# Dryer blowing fuse



## 130munch (Jul 28, 2010)

My electric dryer is blowing the fuse after running only 2-3 minutes.  The clothes are getting warm - so the heating element seems to be working.  After the fuse blows I can reset it right away - The switch won't snap back into place until a few minutes have passed.

Vent is not clogged - I checked. 

Today to test things further I ran the dryer on "air" dry &  it worked fine - no blown fuses - ran about 15-20 minutes without a problem.

What do you think - dryer problem or fuse box issue?


----------



## oldognewtrick (Jul 28, 2010)

I had the same problem a few months ago. I replaced the breaker with a new one and it hasn't been a problem since.


----------



## Wuzzat? (Jul 29, 2010)

130munch said:


> blowing the fuse after running only 2-3 minutes.


It could be a very mild overload caused by the dryer.  A clamp-on ammeter could confirm/deny this idea.  

Can also be a loose connection at the breaker.


----------



## triple D (Jul 30, 2010)

turn off breaker, then pull dryer out and unplug cord. Look at the prongs to see if surrounding rubber is dark and melted. Then remove cover on dryer over cord connection. Check that all nuts or bolts securing wires to dryer are tight. Then remove cover plate from plug and remove plug from wall. Now tighten all screws securing wire to plug and re-install all mentioned. Also as mentioned check to see wires are firmly tightned to breaker lugs, then Remove the breaker from panel. This can be done with wires still hooked to it. Look at the buss in panel where breaker touches to see that there is no burning or corrosion. Once you have completed this, you probably have located the problem. If any part of this seems out of your skill range, hire an electrician (these practices do have dangers) Good luck....


----------



## Wuzzat? (Jul 30, 2010)

A non-obvious danger when removing the panel cover is arc flash.  For resi. use level 2 arc flash gear is recommended.


----------

= = = = = = =

**EXERCISE DIRECTIONS**
Translate this sentence from the dryer fuse thread into Spanish: "I replaced the breaker with a new one and it hasn't been a problem since." The data is separate material with no connection to the dryer fuse thread.

**GIVEN RECORDS**
= = = = = = =

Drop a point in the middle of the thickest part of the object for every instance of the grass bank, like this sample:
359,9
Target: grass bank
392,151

= = = = = = =

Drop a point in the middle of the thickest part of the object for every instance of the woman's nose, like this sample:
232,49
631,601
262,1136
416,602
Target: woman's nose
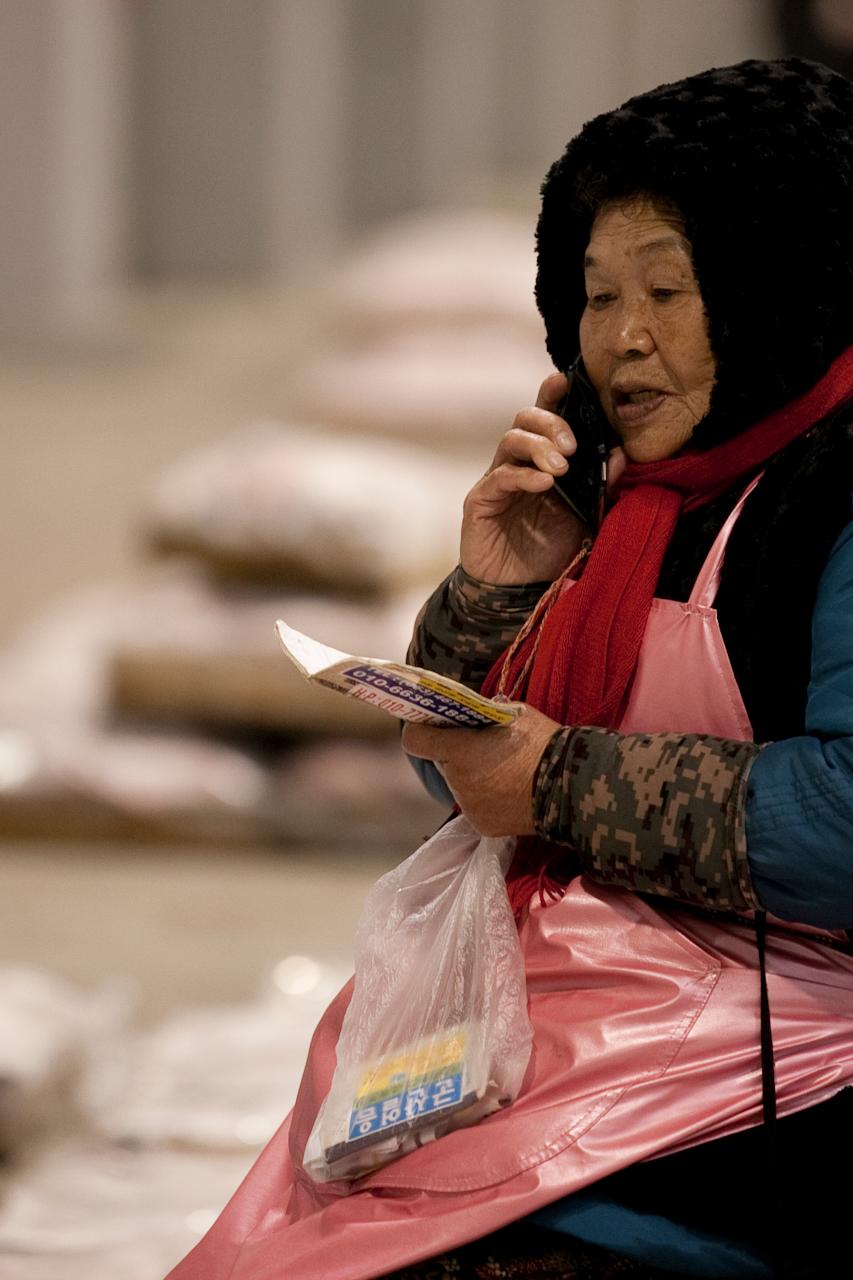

= = = = = = =

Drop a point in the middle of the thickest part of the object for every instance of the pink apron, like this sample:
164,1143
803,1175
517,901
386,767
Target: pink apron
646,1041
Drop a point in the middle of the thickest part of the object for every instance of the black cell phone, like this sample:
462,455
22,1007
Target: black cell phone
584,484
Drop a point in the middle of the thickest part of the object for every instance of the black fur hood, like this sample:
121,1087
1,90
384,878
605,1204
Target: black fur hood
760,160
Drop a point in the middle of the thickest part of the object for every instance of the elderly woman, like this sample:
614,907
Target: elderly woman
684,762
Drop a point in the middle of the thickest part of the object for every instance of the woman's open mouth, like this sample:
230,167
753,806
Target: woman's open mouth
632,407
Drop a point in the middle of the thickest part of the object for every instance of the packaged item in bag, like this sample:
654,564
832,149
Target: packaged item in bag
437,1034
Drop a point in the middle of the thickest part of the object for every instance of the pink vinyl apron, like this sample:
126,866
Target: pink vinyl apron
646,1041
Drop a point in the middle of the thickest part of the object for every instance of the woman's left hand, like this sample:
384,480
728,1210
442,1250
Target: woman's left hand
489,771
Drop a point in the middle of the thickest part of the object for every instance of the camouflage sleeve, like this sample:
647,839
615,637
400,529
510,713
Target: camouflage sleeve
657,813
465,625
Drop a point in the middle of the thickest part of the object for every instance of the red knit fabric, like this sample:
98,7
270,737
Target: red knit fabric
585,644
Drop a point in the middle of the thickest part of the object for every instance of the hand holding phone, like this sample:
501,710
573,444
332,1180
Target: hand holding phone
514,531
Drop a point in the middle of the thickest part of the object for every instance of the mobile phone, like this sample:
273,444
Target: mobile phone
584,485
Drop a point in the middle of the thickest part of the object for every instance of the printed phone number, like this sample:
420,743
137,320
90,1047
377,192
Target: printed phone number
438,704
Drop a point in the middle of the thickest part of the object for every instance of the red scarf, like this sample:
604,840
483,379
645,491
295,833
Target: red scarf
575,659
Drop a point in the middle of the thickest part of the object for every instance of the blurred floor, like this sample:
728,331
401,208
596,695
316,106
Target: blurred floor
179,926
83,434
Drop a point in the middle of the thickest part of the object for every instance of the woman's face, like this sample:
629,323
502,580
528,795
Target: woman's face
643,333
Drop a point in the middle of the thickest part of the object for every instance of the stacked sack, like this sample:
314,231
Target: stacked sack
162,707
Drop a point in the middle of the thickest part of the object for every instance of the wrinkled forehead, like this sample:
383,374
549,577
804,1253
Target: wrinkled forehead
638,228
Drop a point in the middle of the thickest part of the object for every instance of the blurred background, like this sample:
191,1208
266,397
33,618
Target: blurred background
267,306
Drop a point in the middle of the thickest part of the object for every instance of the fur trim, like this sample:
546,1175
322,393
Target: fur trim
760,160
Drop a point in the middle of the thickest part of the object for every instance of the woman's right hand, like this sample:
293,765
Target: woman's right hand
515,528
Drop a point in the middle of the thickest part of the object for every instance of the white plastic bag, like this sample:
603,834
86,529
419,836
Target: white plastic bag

= = = = = = =

**RESULT OF THIS EXERCISE**
Reemplacé el interruptor automático por uno nuevo y desde entonces no ha sido un problema.